**TASK DIRECTIONS**
Rewrite the data starting at the line containing "I bet you can find the smartwatch" and ending at the line containing "[320, 290, 359, 403]", substituting "wristwatch" for "smartwatch" and leaving everything else unchanged.

= = = = = = =

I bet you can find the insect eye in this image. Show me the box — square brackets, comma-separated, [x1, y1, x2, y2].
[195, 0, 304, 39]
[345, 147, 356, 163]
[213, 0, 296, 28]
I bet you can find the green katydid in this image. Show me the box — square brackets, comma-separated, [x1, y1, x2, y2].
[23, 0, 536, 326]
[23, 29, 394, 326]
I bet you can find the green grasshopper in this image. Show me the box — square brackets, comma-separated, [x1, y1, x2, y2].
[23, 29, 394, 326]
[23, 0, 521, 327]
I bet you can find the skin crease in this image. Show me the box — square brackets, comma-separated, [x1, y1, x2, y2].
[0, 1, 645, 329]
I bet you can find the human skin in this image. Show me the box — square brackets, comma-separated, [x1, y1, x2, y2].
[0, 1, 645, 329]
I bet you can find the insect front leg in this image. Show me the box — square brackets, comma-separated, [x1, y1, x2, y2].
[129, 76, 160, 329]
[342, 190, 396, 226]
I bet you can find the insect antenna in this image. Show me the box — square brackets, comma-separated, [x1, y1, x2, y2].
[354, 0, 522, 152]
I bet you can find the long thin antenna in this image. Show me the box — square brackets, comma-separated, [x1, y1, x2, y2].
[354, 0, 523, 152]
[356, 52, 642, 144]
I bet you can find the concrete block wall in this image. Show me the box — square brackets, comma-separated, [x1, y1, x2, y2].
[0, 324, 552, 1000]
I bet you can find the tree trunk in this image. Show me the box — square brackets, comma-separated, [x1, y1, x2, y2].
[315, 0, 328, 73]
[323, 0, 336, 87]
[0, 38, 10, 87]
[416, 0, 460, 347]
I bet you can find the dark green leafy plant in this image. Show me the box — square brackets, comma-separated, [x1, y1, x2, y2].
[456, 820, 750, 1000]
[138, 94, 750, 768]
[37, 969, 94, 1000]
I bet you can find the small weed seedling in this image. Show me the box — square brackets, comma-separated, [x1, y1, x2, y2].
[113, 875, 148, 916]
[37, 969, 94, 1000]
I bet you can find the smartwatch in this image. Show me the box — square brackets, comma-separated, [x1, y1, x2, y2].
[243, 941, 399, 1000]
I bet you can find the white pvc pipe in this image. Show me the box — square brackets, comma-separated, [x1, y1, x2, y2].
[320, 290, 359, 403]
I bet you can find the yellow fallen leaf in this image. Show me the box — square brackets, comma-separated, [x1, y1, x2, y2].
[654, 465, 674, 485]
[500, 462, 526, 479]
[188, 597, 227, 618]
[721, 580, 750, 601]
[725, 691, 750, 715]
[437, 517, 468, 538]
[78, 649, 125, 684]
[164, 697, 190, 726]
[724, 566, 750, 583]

= = = = = = =

**WRITTEN ANSWER**
I bet you can find the wristwatch in this image. Show me the box — square brackets, comma-separated, [x1, y1, x2, y2].
[243, 941, 399, 1000]
I bet you can find the white pvc pipe in this image. Show me the box — square brackets, comma-separated, [x1, y1, x2, y2].
[320, 290, 359, 403]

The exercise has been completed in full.